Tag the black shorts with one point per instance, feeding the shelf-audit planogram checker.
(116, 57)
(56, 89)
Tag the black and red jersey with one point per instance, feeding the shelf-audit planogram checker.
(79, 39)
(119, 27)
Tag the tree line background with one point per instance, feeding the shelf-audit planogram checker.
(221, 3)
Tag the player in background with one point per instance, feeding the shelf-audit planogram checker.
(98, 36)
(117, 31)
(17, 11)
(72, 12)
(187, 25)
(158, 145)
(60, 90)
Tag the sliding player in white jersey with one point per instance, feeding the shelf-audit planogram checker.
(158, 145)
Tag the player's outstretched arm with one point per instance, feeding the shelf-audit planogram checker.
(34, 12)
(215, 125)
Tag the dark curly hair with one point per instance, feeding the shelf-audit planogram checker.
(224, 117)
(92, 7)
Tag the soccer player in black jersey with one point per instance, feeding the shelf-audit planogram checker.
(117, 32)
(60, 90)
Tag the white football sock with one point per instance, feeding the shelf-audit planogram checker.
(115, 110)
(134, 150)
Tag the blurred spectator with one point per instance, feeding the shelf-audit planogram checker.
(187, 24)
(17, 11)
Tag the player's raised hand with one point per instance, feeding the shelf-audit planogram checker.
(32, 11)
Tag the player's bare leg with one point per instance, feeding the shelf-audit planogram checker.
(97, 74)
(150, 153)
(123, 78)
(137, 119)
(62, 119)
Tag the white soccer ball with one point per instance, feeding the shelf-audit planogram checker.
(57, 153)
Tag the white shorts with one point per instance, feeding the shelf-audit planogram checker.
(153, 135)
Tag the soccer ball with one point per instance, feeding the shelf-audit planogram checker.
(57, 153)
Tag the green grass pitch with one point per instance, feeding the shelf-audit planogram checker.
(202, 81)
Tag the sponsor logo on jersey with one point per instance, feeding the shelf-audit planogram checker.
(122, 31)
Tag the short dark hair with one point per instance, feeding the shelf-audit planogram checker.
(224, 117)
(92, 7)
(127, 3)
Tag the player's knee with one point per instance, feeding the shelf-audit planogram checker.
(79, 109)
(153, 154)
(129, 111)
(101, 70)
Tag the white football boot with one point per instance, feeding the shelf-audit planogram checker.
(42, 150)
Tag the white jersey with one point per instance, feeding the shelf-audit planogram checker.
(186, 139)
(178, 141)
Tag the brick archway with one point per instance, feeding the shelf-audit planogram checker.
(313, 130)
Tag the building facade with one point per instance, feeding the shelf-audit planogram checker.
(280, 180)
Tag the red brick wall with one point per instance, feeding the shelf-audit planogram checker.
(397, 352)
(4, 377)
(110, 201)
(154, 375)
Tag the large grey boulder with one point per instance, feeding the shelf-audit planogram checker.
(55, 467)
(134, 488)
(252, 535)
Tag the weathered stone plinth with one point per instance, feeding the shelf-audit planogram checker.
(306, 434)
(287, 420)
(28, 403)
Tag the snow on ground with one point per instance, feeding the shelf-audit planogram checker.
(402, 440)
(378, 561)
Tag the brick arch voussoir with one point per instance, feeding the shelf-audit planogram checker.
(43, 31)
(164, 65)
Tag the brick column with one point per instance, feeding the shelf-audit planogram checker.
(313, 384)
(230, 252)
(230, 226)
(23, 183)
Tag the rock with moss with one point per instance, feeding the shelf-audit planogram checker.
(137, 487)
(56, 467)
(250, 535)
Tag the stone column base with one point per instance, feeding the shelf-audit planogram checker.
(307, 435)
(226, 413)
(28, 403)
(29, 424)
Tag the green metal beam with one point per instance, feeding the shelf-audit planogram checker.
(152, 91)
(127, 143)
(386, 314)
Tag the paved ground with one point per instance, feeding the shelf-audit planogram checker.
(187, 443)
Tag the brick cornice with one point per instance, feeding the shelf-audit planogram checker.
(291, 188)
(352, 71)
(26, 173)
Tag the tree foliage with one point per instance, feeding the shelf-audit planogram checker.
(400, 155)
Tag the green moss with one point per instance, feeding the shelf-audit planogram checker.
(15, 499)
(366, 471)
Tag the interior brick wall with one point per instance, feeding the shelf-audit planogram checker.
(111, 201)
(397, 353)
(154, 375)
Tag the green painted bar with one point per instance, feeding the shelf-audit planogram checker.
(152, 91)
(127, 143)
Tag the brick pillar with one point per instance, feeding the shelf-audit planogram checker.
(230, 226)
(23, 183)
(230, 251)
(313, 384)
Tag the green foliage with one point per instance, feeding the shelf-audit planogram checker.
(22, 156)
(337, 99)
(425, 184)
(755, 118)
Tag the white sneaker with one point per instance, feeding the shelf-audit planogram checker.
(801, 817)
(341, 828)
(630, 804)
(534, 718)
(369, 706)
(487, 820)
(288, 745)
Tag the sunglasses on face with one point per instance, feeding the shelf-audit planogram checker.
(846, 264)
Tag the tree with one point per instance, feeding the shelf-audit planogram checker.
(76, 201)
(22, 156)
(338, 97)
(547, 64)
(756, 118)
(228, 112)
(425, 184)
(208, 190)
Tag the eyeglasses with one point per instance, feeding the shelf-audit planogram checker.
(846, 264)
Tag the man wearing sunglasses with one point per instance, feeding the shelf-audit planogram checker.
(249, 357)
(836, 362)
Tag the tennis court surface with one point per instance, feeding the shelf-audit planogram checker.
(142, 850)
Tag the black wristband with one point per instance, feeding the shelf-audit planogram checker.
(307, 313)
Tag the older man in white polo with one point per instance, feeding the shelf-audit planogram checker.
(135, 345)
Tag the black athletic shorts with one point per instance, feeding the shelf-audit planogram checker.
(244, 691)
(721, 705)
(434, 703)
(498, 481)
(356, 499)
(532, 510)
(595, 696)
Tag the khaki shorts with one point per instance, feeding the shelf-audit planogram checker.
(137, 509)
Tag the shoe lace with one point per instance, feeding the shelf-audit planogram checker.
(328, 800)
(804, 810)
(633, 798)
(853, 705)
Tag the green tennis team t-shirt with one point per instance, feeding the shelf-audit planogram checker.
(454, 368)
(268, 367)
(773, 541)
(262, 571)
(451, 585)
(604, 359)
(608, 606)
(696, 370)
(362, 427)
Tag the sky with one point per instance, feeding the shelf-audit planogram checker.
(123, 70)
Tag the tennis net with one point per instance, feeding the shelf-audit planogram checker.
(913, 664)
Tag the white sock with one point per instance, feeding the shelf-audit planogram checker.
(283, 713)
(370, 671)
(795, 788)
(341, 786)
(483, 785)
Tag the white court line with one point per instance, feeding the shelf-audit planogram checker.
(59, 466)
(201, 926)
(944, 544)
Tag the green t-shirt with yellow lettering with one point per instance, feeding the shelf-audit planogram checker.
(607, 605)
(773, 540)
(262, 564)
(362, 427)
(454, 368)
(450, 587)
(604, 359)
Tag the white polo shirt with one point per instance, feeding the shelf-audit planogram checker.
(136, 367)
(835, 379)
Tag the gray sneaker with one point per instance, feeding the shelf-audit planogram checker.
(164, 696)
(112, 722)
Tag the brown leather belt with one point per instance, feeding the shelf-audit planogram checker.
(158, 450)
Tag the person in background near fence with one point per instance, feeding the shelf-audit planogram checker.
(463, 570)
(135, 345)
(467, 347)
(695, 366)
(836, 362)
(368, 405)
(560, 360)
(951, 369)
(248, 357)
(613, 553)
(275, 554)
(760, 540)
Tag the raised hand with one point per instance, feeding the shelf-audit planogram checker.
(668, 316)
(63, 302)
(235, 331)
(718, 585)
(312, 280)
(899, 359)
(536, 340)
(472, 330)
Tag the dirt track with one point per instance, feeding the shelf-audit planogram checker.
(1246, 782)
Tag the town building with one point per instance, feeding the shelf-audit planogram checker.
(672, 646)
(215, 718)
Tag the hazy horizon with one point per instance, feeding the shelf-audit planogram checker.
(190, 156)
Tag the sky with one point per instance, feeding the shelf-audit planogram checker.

· · · · · · ·

# Description of the task
Arrange all the lines above as a numbered list, leaving out any blank lines.

# Complete answer
1. Tag the black shorts with one point per instance, feeding the shelf-audit planogram checker.
2. (116, 57)
3. (56, 89)
4. Tag the black and red jersey with one point per instance, feeding the shelf-audit planogram checker.
5. (79, 39)
6. (119, 27)
7. Tag the tree line background with one point per instance, feeding the shelf-audit planogram checker.
8. (221, 3)
9. Tag the player in background with one point per instance, feeding the shelf-audit planogram checker.
10. (98, 36)
11. (117, 31)
12. (17, 11)
13. (72, 12)
14. (187, 25)
15. (158, 145)
16. (60, 90)
17. Tag the sliding player in white jersey with one point per instance, feeding the shelf-audit planogram checker.
18. (158, 145)
19. Tag the player's outstretched arm with one point per instance, feeding the shelf-audit planogram checker.
20. (34, 12)
21. (215, 125)
22. Tag the dark curly hair with one point per instance, feeding the shelf-audit planogram checker.
23. (224, 117)
24. (92, 7)
25. Tag the soccer player in black jersey with one point per instance, feeding the shelf-audit planogram checker.
26. (117, 32)
27. (60, 90)
28. Tag the white football sock with one point per instance, feeding the shelf-audit planogram checker.
29. (115, 110)
30. (134, 150)
31. Tag the blurred spectator with one point per instance, feeding the shelf-audit planogram checker.
32. (187, 24)
33. (17, 11)
34. Tag the player's raised hand with one point per instance, feeding the shelf-audit planogram checker.
35. (32, 11)
36. Tag the player's bare leg with one point per instance, feeding the shelf-audit planogram checker.
37. (97, 74)
38. (150, 153)
39. (123, 78)
40. (137, 119)
41. (62, 119)
42. Tag the white soccer ball with one point per instance, feeding the shelf-audit planogram checker.
43. (57, 153)
44. Tag the white shorts with one point per instance, feeding the shelf-audit planogram checker.
45. (153, 135)
46. Tag the soccer ball with one point per instance, feeding the shelf-audit planogram checker.
47. (57, 153)
48. Tag the green grass pitch with one point per instance, feeding the shelf-audit planogram checker.
49. (202, 81)
50. Tag the sponsor logo on jersey with one point per instance, feeding the shelf-audit planogram checker.
51. (122, 31)
52. Tag the short dark hair with one point per instance, feeding the shelf-audit planogram checker.
53. (224, 117)
54. (92, 7)
55. (127, 3)
56. Tag the player's knee with one point per instance, feeding the shelf-audit planogram checker.
57. (79, 109)
58. (153, 154)
59. (129, 111)
60. (101, 70)
61. Tag the white football boot with one point per instance, feeding the shelf-audit planogram checker.
62. (42, 150)
63. Tag the white jersey with one point per instance, feeding the shelf-audit planogram checker.
64. (186, 139)
65. (178, 141)
66. Tag the brick archway with one point per instance, feeding the shelf-audit planogram checker.
67. (313, 130)
68. Tag the building facade with one point per instance, feeding the shelf-audit planogram checker.
69. (280, 180)
70. Tag the red brick wall with one point per instance, feeding the shelf-audit planogram checker.
71. (397, 352)
72. (4, 377)
73. (110, 201)
74. (154, 375)
75. Tag the large grey boulder with one point per instance, feeding the shelf-audit planogram checker.
76. (55, 467)
77. (134, 488)
78. (252, 535)
79. Tag the weathered stone plinth with one point per instance, feeding the shelf-audit planogram checker.
80. (306, 434)
81. (287, 420)
82. (28, 403)
83. Tag the snow on ground with one point per instance, feeding the shelf-audit planogram checker.
84. (402, 440)
85. (378, 561)
86. Tag the brick arch voussoir with one point per instance, feeding the shelf-audit planogram checker.
87. (43, 31)
88. (164, 65)
89. Tag the brick column with one point per instance, feeding the shelf-audit planogram checker.
90. (313, 384)
91. (230, 252)
92. (230, 226)
93. (23, 183)
94. Tag the rock with moss with one point per instance, feeding the shelf-audit planogram checker.
95. (137, 487)
96. (56, 467)
97. (250, 535)
98. Tag the stone column base with one point per instance, feeding the shelf-audit planogram checker.
99. (307, 435)
100. (226, 413)
101. (28, 403)
102. (29, 424)
103. Tag the green metal beam with one point per instance, feeding the shelf-audit planogram checker.
104. (152, 91)
105. (127, 143)
106. (386, 314)
107. Tag the paved ground with one point per instance, feeding the shelf-audit planogram checker.
108. (187, 443)
109. Tag the brick cornice with one point per instance, feeding the shelf-audit planogram checker.
110. (291, 188)
111. (352, 71)
112. (26, 173)
113. Tag the tree foliage with one point per instance, feeding the shelf-audit planogram checker.
114. (400, 155)
115. Tag the green moss with one point per instance, feeding the shelf-audit planogram checker.
116. (15, 499)
117. (366, 471)
118. Tag the interior brick wall with one point per instance, feeding the shelf-audit planogram checker.
119. (111, 201)
120. (397, 353)
121. (154, 375)
122. Tag the green painted bar with one point per instance, feeding the shelf-audit planogram checker.
123. (152, 91)
124. (127, 143)
125. Tag the brick pillar with one point per instance, feeding the shelf-audit planogram checker.
126. (230, 226)
127. (23, 183)
128. (230, 251)
129. (313, 384)
130. Tag the green foliage with one point per instance, feeding the shelf-audit planogram checker.
131. (22, 156)
132. (337, 99)
133. (425, 184)
134. (755, 118)
135. Tag the white sneaker with one point per instance, feeding the shelf-audit planogram checker.
136. (801, 817)
137. (341, 828)
138. (630, 804)
139. (534, 718)
140. (369, 706)
141. (487, 820)
142. (288, 745)
143. Tag the sunglasses on face with one point per instance, feeding the shelf-audit planogram checker.
144. (846, 264)
145. Tag the tree with one point per instance, feeding the shelf-audit planogram checker.
146. (76, 201)
147. (22, 156)
148. (338, 97)
149. (547, 64)
150. (756, 118)
151. (228, 112)
152. (425, 184)
153. (208, 190)
154. Tag the eyeglasses with one point per instance, feeding the shelf-audit planogram checker.
155. (846, 264)
156. Tag the man wearing sunglasses with one point per instance, feeding the shelf-audit planogram checker.
157. (249, 357)
158. (836, 362)
159. Tag the tennis court surface with one point per instance, feeding the shelf-audit planogram checker.
160. (142, 850)
161. Tag the black wristband with one point per instance, feeding the shelf-audit planogram checker.
162. (307, 313)
163. Tag the older man in white polo with one point per instance, feeding the shelf-audit planogram checker.
164. (135, 345)
165. Tag the black athletic shorts with one point per instance, feeding the shelf-audit planogram checker.
166. (244, 691)
167. (721, 705)
168. (434, 703)
169. (498, 481)
170. (356, 499)
171. (532, 510)
172. (595, 696)
173. Tag the khaki shorts with one point per instance, feeding the shelf-audit planogram checker.
174. (137, 509)
175. Tag the shoe lace with one point per instance, feeding the shelf-audit planogram checker.
176. (328, 800)
177. (804, 810)
178. (633, 798)
179. (853, 705)
180. Tag the green tennis team t-shirt with one point per instance, feeding the shelf-audit planogram checker.
181. (454, 368)
182. (268, 367)
183. (773, 541)
184. (262, 571)
185. (451, 585)
186. (604, 359)
187. (608, 606)
188. (696, 370)
189. (362, 427)
190. Tag the sky with one point per instance, feeding the shelf-audit planogram checker.
191. (123, 70)
192. Tag the tennis net with one point per instance, feeding the shelf-audit planogram checker.
193. (913, 664)
194. Tag the white sock with one point per instance, feeding the shelf-audit planogram checker.
195. (283, 713)
196. (370, 671)
197. (795, 788)
198. (341, 786)
199. (483, 785)
200. Tag the white court line with one point per instance, feeding the shelf-audit planogram checker.
201. (59, 466)
202. (201, 926)
203. (944, 544)
204. Tag the green t-shirt with yellow lettering with one point per instance, feeding the shelf-audit planogram checker.
205. (607, 605)
206. (773, 540)
207. (262, 564)
208. (362, 427)
209. (454, 368)
210. (450, 587)
211. (604, 359)
212. Tag the white polo shirt with one point per instance, feeding the shelf-audit planogram checker.
213. (136, 367)
214. (835, 379)
215. Tag the gray sneaker with one point per instance, feeding the shelf-audit planogram checker.
216. (164, 696)
217. (112, 722)
218. Tag the brown leather belt with one point per instance, feeding the shelf-audit planogram checker.
219. (158, 450)
220. Tag the person in background near fence with one point per instance, feeding the shelf-audit planogram checker.
221. (463, 570)
222. (135, 345)
223. (467, 347)
224. (695, 366)
225. (836, 362)
226. (368, 405)
227. (560, 360)
228. (951, 369)
229. (248, 357)
230. (613, 553)
231. (275, 554)
232. (760, 540)
233. Tag the raised hand with one point per instance, feeding the shelf-audit planogram checker.
234. (668, 316)
235. (63, 302)
236. (235, 331)
237. (718, 585)
238. (312, 280)
239. (899, 359)
240. (536, 340)
241. (472, 330)
242. Tag the dirt track with one point per instance, feeding the shelf-audit planogram checker.
243. (1246, 782)
244. Tag the town building with one point per instance, feeding the shelf-audit planogram checker.
245. (672, 646)
246. (215, 718)
247. Tag the hazy horizon with one point per instance, feeding the shelf-audit planogram checker.
248. (190, 156)
249. Tag the sky with one point per instance, feeding the shelf-audit planogram checker.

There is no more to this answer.